(Referring expression data)
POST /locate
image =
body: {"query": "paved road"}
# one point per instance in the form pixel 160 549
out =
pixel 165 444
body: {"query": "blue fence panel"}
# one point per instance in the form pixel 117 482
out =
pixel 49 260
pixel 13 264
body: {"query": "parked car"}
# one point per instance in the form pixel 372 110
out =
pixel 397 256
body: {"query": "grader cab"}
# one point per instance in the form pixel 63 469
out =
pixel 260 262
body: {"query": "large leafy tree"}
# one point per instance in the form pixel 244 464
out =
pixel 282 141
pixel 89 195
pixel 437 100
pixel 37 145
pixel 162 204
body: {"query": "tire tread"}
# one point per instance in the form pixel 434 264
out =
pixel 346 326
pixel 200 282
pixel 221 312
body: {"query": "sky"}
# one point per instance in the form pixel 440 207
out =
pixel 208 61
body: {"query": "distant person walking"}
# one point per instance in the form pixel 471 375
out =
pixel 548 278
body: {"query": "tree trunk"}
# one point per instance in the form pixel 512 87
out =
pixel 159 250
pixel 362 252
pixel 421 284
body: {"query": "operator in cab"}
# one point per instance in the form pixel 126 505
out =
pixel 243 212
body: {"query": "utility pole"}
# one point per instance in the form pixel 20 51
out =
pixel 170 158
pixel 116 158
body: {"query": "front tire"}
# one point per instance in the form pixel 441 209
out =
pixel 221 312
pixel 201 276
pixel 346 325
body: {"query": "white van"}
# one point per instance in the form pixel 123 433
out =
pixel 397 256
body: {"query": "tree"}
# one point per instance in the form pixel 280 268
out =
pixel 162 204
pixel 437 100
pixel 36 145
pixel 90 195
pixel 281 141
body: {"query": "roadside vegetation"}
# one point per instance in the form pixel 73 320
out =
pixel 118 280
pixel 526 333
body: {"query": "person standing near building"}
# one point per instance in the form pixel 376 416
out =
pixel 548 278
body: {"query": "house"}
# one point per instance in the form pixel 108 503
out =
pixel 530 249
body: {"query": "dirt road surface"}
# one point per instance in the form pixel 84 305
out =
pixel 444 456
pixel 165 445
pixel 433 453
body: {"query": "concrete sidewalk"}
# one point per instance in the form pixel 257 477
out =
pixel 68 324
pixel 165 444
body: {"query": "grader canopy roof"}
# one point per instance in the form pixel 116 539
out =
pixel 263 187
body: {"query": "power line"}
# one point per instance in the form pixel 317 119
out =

■ **WHAT YOU NEED TO DO**: Please transcribe all of the records, keeping every line exactly as it is.

■ **OUTPUT OF THE TASK**:
POST /locate
image =
body: {"query": "paved road"}
# one point per instance in the form pixel 160 549
out =
pixel 165 444
body: {"query": "blue fence panel"}
# one point per instance in the form pixel 117 482
out =
pixel 49 260
pixel 13 264
body: {"query": "parked car"}
# one point per instance in the form pixel 372 110
out =
pixel 397 256
body: {"query": "grader cab"}
# one point per instance in the form pixel 63 469
out =
pixel 260 262
body: {"query": "large leafy tree"}
# one point per instance in the form pixel 244 464
out =
pixel 282 141
pixel 89 195
pixel 437 100
pixel 37 145
pixel 162 204
body: {"query": "tire tread"}
# one point per instance in the form pixel 434 264
out =
pixel 346 326
pixel 200 282
pixel 221 312
body: {"query": "sky"}
# one point per instance in the form pixel 440 207
out =
pixel 208 61
body: {"query": "distant person walking"}
# one point per instance in the form pixel 471 375
out =
pixel 548 278
body: {"query": "tree trunk"}
# one point per instance in the form pixel 512 87
out =
pixel 159 250
pixel 362 252
pixel 421 284
body: {"query": "operator in cab"}
# one point per instance in the form pixel 126 505
out =
pixel 243 212
body: {"query": "utility pole"}
# one point per instance in the form pixel 20 51
out =
pixel 170 158
pixel 116 158
body: {"query": "front tire"}
# one point per instance in the form pixel 441 209
out =
pixel 221 312
pixel 201 276
pixel 346 325
body: {"query": "white van"}
# one point per instance in the form pixel 123 433
out =
pixel 397 256
body: {"query": "tree"}
# one point per instance in the form pixel 280 268
out =
pixel 162 204
pixel 437 100
pixel 36 145
pixel 90 195
pixel 281 141
body: {"query": "roadside vegetation"}
# one point per instance in the form pixel 73 320
out =
pixel 118 280
pixel 526 333
body: {"query": "person standing near building"}
# one point per instance in the form pixel 376 416
out =
pixel 548 278
body: {"query": "house"}
# one point per instance in the form pixel 108 503
out =
pixel 530 249
body: {"query": "dirt road surface"}
# one point per instance in the form pixel 84 305
out =
pixel 444 456
pixel 165 445
pixel 433 453
body: {"query": "concrete sidewalk"}
# one point per instance in the form pixel 257 477
out =
pixel 68 324
pixel 165 444
body: {"query": "grader canopy roof"}
# one point per instance in the form pixel 116 539
out =
pixel 263 187
body: {"query": "power line"}
# one point per instance in the form pixel 317 119
out =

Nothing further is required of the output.